** Start of EXTRACT TO READ **

Personally, I don't believe in case insensitive processing in network servers or file systems. If the request fails to find a resource, bounce it to an error handler script and it can mess around trying to guess at what the user was really after. That keeps things fast and very simple in the common case.

I would ask "Would you define a new network protocol to use Unicode?" except I am afraid I know the answer. I see people writing nasty, nasty JSON and XML "protocols" all the time. And whoever decided to transfer binary data inside XML in Base64 encoding should probably be shot, drawn, quartered, drowned and then buried alive. "Oooh, gigabit networks! I'll just expand everything hugely and make it impossible to use zero-copy!" Bonus points for then compressing the XML for transfer. Bloat it out, pack it down so you can unpack it and unbloat it. While making three copies some of which are expanding the XML and Base64 data into 32-bit UCS-4 "wide characters". Probably in Java so you can use an extra gig of RAM just because.

** End of EXTRACT TO READ **
** Start of DATA SUPPLIED **

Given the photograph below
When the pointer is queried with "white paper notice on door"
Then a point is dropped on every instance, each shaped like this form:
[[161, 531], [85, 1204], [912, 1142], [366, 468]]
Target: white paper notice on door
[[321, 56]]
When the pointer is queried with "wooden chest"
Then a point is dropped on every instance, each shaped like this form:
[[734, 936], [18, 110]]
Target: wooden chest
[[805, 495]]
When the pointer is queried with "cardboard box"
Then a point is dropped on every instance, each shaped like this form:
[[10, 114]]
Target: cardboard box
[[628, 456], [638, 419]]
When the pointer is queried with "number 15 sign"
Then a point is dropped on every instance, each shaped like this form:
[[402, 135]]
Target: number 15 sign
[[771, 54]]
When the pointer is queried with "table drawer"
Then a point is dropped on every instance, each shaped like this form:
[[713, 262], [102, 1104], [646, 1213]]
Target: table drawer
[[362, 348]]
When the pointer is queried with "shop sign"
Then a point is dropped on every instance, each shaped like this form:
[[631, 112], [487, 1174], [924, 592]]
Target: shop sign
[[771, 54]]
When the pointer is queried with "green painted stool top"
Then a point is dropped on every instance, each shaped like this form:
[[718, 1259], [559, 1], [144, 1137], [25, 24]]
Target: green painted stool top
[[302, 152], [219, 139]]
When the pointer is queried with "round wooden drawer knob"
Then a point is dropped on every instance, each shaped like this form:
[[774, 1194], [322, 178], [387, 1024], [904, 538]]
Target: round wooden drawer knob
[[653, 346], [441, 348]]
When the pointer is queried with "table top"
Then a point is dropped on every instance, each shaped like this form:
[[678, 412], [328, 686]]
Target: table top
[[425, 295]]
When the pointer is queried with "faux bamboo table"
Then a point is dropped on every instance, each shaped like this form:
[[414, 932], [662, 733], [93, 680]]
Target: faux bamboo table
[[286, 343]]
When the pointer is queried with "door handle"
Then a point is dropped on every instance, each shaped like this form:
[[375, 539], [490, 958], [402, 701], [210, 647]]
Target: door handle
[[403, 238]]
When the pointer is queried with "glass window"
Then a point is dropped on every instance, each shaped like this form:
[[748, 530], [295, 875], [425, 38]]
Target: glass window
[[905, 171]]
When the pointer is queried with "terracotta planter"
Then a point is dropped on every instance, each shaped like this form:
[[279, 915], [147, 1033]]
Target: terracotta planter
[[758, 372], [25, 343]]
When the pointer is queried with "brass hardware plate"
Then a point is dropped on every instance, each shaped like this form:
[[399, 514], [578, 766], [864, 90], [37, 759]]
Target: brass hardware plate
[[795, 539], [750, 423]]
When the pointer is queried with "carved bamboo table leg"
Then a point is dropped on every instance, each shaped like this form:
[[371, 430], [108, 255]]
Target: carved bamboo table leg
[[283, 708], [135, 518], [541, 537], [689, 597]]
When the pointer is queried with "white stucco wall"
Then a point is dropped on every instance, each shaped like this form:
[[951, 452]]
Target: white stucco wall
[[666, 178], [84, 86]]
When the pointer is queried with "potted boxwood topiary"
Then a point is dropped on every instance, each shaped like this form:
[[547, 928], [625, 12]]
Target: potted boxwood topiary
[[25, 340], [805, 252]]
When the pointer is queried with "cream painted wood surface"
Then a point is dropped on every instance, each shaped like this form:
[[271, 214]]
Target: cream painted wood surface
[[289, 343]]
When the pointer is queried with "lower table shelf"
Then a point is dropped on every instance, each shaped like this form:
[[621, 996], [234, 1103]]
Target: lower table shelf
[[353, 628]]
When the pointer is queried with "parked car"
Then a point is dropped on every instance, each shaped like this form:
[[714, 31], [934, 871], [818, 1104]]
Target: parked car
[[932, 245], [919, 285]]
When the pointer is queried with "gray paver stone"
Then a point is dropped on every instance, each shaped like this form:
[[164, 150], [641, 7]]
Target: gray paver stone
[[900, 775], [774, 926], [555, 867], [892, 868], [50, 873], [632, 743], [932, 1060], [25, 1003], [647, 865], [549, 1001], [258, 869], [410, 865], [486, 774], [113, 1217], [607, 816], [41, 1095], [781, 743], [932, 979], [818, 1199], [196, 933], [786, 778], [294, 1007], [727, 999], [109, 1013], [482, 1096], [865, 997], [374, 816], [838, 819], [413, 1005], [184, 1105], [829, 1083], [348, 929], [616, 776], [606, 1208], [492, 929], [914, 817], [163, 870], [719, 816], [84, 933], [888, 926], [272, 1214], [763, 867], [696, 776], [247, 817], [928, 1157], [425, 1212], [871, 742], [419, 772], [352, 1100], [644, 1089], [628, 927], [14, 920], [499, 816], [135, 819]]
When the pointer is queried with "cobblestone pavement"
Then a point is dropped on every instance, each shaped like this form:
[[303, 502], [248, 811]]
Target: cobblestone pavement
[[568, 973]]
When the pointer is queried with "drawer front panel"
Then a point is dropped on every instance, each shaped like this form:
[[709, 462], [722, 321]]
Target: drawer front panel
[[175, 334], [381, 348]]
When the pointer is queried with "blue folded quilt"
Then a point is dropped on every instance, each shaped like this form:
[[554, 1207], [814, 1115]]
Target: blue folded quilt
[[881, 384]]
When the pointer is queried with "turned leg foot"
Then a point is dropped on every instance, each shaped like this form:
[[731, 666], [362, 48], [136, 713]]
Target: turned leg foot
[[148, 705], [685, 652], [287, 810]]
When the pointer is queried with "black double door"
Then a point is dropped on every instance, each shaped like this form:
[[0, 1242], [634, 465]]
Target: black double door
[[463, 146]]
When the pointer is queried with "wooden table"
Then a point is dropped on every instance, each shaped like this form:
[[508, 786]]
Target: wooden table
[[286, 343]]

** End of DATA SUPPLIED **

→ STATED PROBLEM 1
Answer these questions about the excerpt on network protocols.
(a) According to the excerpt, where should a request that fails to find a resource be sent?
(b) Which encoding does the excerpt name for transferring binary data inside XML?
(c) Into what are the XML and Base64 data expanded while the three copies are made?
→ STATED PROBLEM 2
Output the passage of the excerpt on network protocols starting at "I would ask" and ending at "RAM just because.", copied word for word.

→ COMPLETE RESPONSE 1
(a) To an error handler script.
(b) Base64.
(c) Into 32-bit UCS-4 "wide characters".

→ COMPLETE RESPONSE 2
I would ask "Would you define a new network protocol to use Unicode?" except I am afraid I know the answer. I see people writing nasty, nasty JSON and XML "protocols" all the time. And whoever decided to transfer binary data inside XML in Base64 encoding should probably be shot, drawn, quartered, drowned and then buried alive. "Oooh, gigabit networks! I'll just expand everything hugely and make it impossible to use zero-copy!" Bonus points for then compressing the XML for transfer. Bloat it out, pack it down so you can unpack it and unbloat it. While making three copies some of which are expanding the XML and Base64 data into 32-bit UCS-4 "wide characters". Probably in Java so you can use an extra gig of RAM just because.